## EXERCISE DETAILS
Count how many lines in the records below contain the word "horizon", with case counting, and reply with the number alone.

** start of RECORDS TO PROCESS **

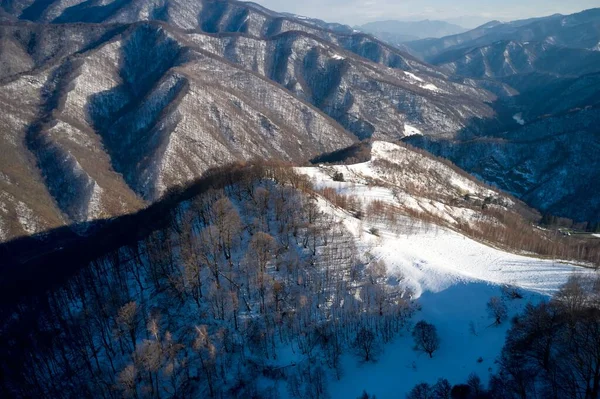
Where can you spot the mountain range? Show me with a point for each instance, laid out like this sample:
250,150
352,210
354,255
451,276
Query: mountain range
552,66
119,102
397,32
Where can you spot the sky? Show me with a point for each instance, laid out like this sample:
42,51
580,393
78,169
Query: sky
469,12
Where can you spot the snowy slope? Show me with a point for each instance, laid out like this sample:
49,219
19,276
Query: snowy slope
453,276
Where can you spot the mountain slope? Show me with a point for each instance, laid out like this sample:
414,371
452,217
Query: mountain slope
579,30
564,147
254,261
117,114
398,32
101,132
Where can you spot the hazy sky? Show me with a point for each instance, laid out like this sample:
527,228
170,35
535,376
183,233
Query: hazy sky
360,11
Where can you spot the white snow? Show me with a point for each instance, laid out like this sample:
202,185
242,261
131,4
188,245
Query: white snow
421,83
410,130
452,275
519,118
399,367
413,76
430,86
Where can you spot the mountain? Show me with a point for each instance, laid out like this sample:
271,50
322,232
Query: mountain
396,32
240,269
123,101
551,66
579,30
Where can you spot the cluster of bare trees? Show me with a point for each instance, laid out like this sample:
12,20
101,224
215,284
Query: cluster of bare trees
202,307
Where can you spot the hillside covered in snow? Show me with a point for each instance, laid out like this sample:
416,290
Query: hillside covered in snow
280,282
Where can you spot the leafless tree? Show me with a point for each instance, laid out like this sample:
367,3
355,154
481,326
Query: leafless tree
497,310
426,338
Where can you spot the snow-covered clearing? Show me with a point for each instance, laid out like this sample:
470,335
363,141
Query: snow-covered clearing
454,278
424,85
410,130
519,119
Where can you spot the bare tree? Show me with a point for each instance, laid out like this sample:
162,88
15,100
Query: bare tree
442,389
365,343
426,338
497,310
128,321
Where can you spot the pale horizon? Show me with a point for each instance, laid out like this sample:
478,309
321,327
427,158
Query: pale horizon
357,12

** end of RECORDS TO PROCESS **
** start of RECORDS TO PROCESS **

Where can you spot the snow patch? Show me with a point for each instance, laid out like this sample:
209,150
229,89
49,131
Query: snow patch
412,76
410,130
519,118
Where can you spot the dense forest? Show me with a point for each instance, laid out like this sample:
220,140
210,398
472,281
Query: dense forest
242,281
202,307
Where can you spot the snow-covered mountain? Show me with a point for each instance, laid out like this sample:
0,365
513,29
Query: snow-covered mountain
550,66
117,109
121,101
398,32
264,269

** end of RECORDS TO PROCESS **

## TASK ANSWER
2